[Données enregistrées]

....

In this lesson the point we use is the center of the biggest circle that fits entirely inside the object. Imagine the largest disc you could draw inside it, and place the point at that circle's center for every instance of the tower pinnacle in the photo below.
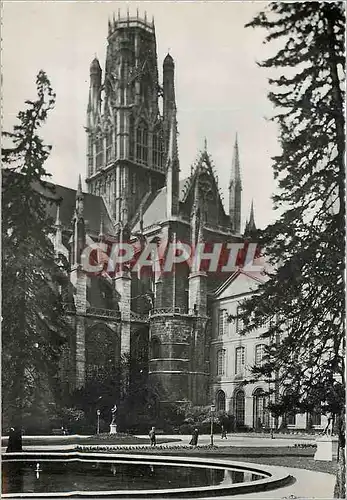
(235, 188)
(250, 225)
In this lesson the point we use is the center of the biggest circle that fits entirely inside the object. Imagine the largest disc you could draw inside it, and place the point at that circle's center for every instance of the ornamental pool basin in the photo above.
(86, 475)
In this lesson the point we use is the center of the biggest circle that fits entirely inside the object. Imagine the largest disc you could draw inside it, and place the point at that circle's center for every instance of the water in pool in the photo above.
(60, 476)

....

Présente tous ces enregistrements sous forme de CSV à deux colonnes, « consigne » et « reponse », avec une ligne par consigne donnant son texte et sa réponse, chacun dans un seul champ entre guillemets et les retours à la ligne remplacés par des espaces. Laisse les images en dehors de la réponse.

* Solution complète *
consigne,reponse
"In this lesson the point we use is the center of the biggest circle that fits entirely inside the object. Imagine the largest disc you could draw inside it, and place the point at that circle's center for every instance of the tower pinnacle in the photo below.","(235, 188) (250, 225)"
"In this lesson the point we use is the center of the biggest circle that fits entirely inside the object. Imagine the largest disc you could draw inside it, and place the point at that circle's center for every instance of the ornamental pool basin in the photo above.","(86, 475)"
"In this lesson the point we use is the center of the biggest circle that fits entirely inside the object. Imagine the largest disc you could draw inside it, and place the point at that circle's center for every instance of the water in pool in the photo above.","(60, 476)"